>> begin Provided text
Consolidation and Enterprise Development: New Strategies
for Emerging Economies |
Prof. Gary Dymski
Date: From 16 to 27 de july, 2001
Aim of the course:
This course undertakes a fundamental reexamination
of the role of finance in economic development and
entrepreneurship. This reexamination takes into
account a factor overlooked in this literature:
the evolution of banking strategies and financial
markets in the context of global deregulation and
financial crises. The aim of the course is to identify
new strategies for financing entrepreneurship and
economic development in the era of globalized banking
and reduced state power.
Organization of the course:
Each student will be required to write one paper
on a topic related to the course material. This
paper must include an appropriate bibliography;
it must incorporate one or more theoretical models
and insights; and it must include references to
some important institutional or empirical findings.
>> end Provided text
**What to produce**
Write the next part of the course description on finance and enterprise development in emerging economies, starting after its final sentence. The data is separate from the course description.
>> begin Supplied data
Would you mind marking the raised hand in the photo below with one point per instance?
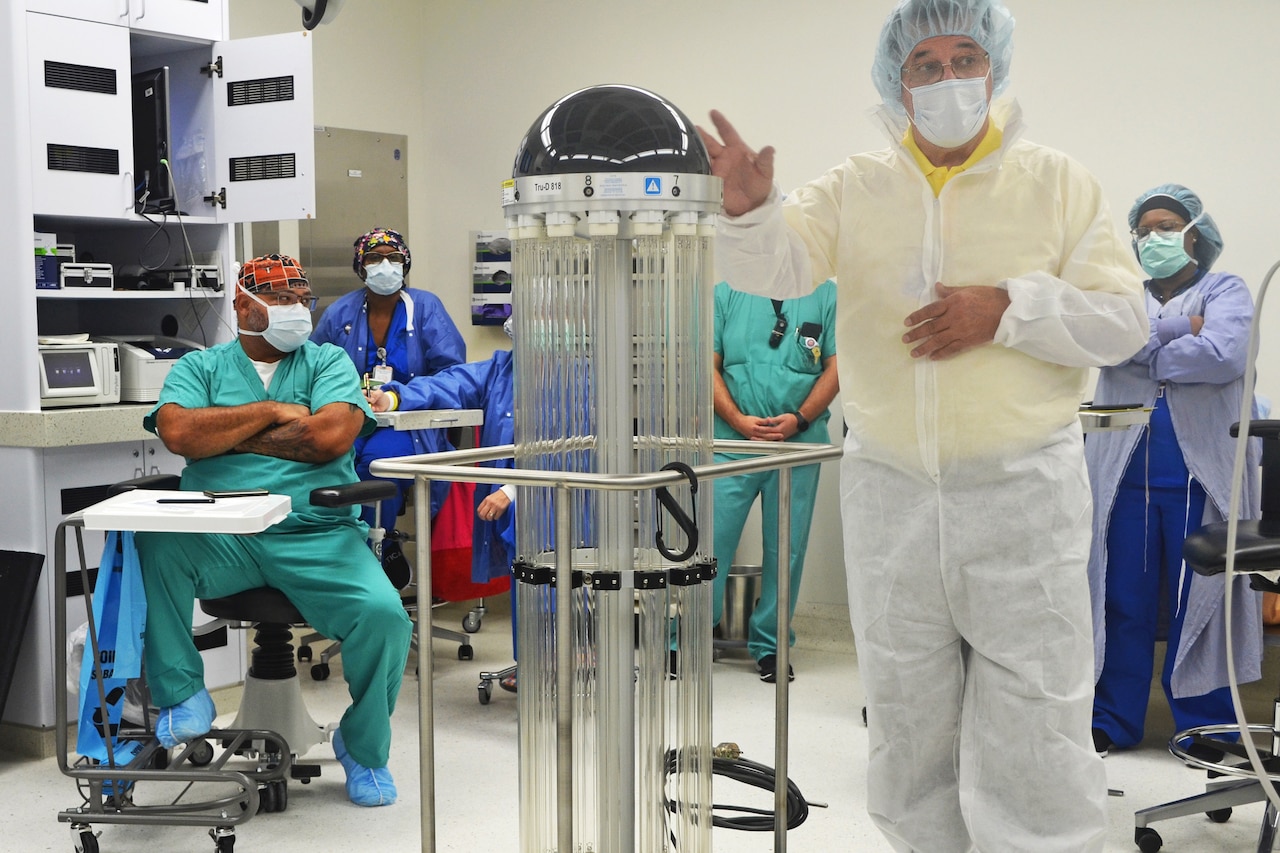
(748, 174)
>> end Supplied data
**Result for this exercise**
Each student will also be required to write a
plan of action for a local firm or community economic
agency of his or her choosing. This plan must
describe the background of the agency or firm
in question; the key economic problems faced,
including financing problems; an analysis of options
given the structure of markets; and a recommendation
for action. This plan should be presented to the
agency or firm about which it is written.
The course will consist of eight four-hour lectures.
The lectures will be divided into parts, with
time arranged for discussion. Each four-hour session
will focus on one theme, as follows.
Content of the course.
Financial and banking systems around
the world are now being rapidly transformed by
processes of deregulation, mergers and acquisitions,
and consolidation. These shifts are profoundly
changing the economic roles of financial institutions
and markets. Financial institutions in advanced
economies are absorbing fewer risks than before,
and are more likely to look for mutual fund investors
than loan customers in developing markets. Financial
institutions in developing economies have experienced
extreme stress and insolvencies, and must be renewed
or sold off.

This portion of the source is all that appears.